### Problem details
Each record must be printed again exactly as given.

══ Data supplied

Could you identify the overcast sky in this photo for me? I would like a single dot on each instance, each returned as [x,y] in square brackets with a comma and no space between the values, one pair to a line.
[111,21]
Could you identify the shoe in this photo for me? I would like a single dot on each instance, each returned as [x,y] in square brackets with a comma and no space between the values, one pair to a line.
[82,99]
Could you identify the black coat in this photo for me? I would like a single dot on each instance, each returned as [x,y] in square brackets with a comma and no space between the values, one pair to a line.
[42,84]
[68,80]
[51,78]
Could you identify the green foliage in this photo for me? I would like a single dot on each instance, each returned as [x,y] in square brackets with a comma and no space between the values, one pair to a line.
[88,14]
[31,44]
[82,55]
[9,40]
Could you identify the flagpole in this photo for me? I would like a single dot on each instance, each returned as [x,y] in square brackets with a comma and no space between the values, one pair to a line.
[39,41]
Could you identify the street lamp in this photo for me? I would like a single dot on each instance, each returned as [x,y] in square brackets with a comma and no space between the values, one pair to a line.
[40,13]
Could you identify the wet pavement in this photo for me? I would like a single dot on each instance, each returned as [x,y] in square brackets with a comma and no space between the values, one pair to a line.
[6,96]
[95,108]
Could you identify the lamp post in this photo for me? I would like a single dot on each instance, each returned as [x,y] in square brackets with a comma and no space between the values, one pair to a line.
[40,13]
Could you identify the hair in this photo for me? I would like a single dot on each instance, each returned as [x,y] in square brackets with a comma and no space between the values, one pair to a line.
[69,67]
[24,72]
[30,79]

════

### Finished exercise
Could you identify the overcast sky in this photo for me? I would like a single dot on each instance, each returned as [x,y] in square brackets with a comma and no space between the values, one pair to a line.
[111,21]
Could you identify the shoe in this photo for me? I would like a single dot on each instance, each returned as [x,y] in square brackets with a comma and no space between the values, one pair to a line.
[82,99]
Could you identify the black coat in this photo for me? I would like a single dot on each instance, each returned as [x,y] in square brackets with a comma and no space between the values, one pair to a line.
[42,84]
[68,80]
[51,78]
Could you identify the green foliage in this photo for me? I would like a single dot on each instance, each returned as [x,y] in square brackets with a comma and no space between the values, one pair to a line.
[88,14]
[31,44]
[82,55]
[9,40]
Could you identify the flagpole in this photo for me? I would like a single dot on each instance, each returned as [x,y] in square brackets with a comma and no space between the values, one pair to a line.
[39,41]
Could you identify the street lamp in this photo for me? I would like a single dot on each instance, each returned as [x,y] in square brackets with a comma and no space between the values, one pair to a line.
[40,13]
Could you identify the wet pavement in this photo for me? I would like a single dot on each instance, each returned as [x,y] in square brackets with a comma and no space between the values, one pair to a line.
[6,96]
[95,108]
Could you identify the lamp post in this photo for me? I would like a single dot on each instance, each returned as [x,y] in square brackets with a comma and no space between the values, one pair to a line.
[40,13]
Could you identify the hair in this photo for me? I would like a single dot on each instance, each returned as [x,y] in square brackets with a comma and no space between the values, one pair to a line.
[69,67]
[24,72]
[30,79]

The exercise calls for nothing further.